* REQUIREMENT *
Copy the passage below on netfilter IP defrag support in bpf-next word for word, starting at "Daniel Xu July" and ending at "prevented from unloading.".

* PASSAGE PROVIDED *
........

The rcu + module_get logic looks correct to me, but you've dropped all Florian's acks.
What's going on?

We need explicit acks to merge this through bpf-next.
Daniel Xu July 28, 2023, 4:37 a.m. UTC | #2
Hi Alexei,

On Thu, Jul 27, 2023 at 06:16:20PM -0700, Alexei Starovoitov wrote:
> On Fri, Jul 21, 2023 at 02:22:46PM -0600, Daniel Xu wrote:
> > This commit adds support for enabling IP defrag using pre-existing
> > netfilter defrag support. Basically all the flag does is bump a refcnt
> > while the link the active. Checks are also added to ensure the prog
> > requesting defrag support is run _after_ netfilter defrag hooks.
> > 
> > We also take care to avoid any issues w.r.t. module unloading -- while
> > defrag is active on a link, the module is prevented from unloading.

........

* GIVEN ENTRIES *
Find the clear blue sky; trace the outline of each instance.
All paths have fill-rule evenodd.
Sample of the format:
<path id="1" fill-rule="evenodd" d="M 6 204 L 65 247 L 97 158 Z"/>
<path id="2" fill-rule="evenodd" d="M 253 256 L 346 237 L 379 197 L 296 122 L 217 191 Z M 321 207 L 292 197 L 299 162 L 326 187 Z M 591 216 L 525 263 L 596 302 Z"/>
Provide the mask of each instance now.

........

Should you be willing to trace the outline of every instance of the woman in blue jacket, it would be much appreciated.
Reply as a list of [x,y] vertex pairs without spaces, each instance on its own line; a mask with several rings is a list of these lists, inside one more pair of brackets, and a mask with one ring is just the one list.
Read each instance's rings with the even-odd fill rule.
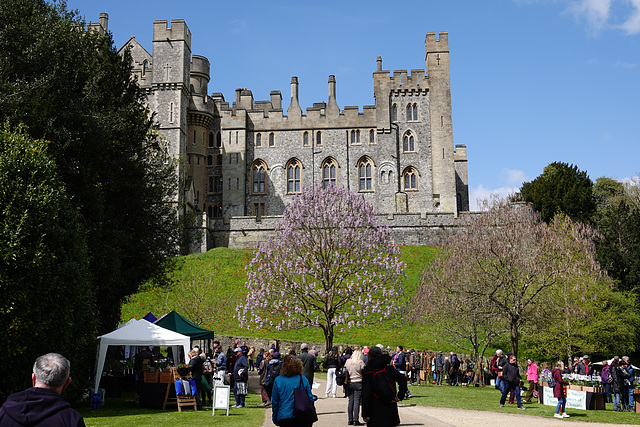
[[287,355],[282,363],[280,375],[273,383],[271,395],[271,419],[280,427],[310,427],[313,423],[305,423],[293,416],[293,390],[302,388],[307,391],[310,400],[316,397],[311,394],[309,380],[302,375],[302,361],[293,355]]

........

* COMPLETE RESPONSE *
Daniel Xu July 28, 2023, 4:37 a.m. UTC | #2
Hi Alexei,

On Thu, Jul 27, 2023 at 06:16:20PM -0700, Alexei Starovoitov wrote:
> On Fri, Jul 21, 2023 at 02:22:46PM -0600, Daniel Xu wrote:
> > This commit adds support for enabling IP defrag using pre-existing
> > netfilter defrag support. Basically all the flag does is bump a refcnt
> > while the link the active. Checks are also added to ensure the prog
> > requesting defrag support is run _after_ netfilter defrag hooks.
> > 
> > We also take care to avoid any issues w.r.t. module unloading -- while
> > defrag is active on a link, the module is prevented from unloading.